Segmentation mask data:
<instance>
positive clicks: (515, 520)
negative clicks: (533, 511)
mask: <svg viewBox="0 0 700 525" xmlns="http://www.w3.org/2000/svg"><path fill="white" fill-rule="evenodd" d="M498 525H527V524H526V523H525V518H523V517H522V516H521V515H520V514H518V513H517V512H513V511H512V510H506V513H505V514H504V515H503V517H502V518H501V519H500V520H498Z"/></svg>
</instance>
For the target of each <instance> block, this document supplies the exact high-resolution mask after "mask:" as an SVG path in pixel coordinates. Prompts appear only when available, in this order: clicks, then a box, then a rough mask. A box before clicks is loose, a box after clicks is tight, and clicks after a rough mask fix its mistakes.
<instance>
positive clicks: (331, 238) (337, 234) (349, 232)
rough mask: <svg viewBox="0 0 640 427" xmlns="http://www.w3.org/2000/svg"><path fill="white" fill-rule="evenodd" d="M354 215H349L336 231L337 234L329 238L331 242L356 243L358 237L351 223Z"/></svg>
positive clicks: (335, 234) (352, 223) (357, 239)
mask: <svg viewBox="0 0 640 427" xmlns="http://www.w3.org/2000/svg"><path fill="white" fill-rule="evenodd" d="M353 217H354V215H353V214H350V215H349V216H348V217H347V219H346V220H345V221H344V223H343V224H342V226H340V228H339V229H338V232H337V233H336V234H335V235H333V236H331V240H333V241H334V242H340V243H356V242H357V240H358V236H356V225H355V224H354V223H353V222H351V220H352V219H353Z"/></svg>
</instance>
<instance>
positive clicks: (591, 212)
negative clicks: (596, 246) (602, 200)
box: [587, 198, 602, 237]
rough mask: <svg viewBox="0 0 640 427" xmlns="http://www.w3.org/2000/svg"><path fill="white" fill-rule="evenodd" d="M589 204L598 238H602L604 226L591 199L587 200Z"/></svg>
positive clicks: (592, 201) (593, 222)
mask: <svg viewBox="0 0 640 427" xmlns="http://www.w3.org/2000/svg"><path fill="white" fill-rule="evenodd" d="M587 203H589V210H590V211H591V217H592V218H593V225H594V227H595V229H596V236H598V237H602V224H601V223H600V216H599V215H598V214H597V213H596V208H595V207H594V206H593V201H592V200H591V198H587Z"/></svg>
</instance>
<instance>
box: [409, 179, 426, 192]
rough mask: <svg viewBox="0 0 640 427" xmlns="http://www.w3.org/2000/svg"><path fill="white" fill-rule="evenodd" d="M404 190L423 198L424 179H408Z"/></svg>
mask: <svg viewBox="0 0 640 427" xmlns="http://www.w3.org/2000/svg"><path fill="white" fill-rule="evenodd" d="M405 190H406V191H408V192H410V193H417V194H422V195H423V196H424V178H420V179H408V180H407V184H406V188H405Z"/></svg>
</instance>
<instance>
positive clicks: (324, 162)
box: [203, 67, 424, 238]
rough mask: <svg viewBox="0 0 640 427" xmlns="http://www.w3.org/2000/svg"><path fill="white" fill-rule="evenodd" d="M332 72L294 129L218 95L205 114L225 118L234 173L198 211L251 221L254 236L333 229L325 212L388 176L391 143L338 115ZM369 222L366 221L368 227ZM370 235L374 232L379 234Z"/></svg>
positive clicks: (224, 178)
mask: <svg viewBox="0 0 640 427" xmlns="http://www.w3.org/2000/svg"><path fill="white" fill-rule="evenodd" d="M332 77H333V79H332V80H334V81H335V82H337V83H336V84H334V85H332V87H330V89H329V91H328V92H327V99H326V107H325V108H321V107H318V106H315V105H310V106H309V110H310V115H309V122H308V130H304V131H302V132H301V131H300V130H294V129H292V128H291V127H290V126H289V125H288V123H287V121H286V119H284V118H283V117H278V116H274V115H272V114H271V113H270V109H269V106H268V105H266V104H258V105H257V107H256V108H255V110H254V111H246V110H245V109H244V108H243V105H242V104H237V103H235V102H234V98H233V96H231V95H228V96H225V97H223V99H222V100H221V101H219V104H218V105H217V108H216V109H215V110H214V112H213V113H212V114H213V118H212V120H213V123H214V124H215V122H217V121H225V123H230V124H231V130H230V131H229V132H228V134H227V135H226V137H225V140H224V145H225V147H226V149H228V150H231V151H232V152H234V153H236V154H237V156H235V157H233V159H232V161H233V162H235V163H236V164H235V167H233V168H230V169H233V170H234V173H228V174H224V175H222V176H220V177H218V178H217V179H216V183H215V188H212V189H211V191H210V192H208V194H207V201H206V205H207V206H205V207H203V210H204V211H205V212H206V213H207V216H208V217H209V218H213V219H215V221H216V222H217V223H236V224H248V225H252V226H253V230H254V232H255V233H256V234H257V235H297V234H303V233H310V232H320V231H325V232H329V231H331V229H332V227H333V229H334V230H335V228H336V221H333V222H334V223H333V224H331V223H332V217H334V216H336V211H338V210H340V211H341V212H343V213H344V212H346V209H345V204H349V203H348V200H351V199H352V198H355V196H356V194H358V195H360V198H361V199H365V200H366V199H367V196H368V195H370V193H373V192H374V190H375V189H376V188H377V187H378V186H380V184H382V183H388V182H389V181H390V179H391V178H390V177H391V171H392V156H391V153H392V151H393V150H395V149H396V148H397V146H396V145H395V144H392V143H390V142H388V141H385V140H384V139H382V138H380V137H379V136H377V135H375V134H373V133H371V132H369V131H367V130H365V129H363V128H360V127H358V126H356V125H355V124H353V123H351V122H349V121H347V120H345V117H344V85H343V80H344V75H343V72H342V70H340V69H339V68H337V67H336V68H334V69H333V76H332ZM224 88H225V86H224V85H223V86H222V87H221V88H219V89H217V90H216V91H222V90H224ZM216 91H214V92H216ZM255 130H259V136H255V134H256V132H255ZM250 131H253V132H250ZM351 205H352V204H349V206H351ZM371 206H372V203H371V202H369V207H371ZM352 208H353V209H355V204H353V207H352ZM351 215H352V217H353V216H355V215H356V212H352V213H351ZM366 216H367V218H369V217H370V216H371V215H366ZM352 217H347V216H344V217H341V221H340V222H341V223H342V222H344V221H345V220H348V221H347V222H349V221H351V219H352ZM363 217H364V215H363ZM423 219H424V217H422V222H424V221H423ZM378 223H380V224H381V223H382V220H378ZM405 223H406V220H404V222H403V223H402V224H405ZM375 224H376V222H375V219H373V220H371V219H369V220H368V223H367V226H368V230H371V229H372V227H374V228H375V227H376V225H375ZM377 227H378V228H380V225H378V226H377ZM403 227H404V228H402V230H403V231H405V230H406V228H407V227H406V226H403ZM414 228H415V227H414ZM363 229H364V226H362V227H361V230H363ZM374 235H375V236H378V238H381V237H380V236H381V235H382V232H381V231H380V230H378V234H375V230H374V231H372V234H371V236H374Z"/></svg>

◆ **Exercise requirements**: Go to the line with "positive clicks: (324, 162)" in the entries above and repeat every line from there through the line with "72L294 129L218 95L205", exactly and with no other text.

◆ **Solution to this exercise**:
positive clicks: (324, 162)
box: [203, 67, 424, 238]
rough mask: <svg viewBox="0 0 640 427" xmlns="http://www.w3.org/2000/svg"><path fill="white" fill-rule="evenodd" d="M332 72L294 129L218 95L205 114L225 118L234 173L198 211L251 221L254 236L333 229L325 212L388 176L391 143L338 115ZM369 222L366 221L368 227ZM370 235L374 232L379 234Z"/></svg>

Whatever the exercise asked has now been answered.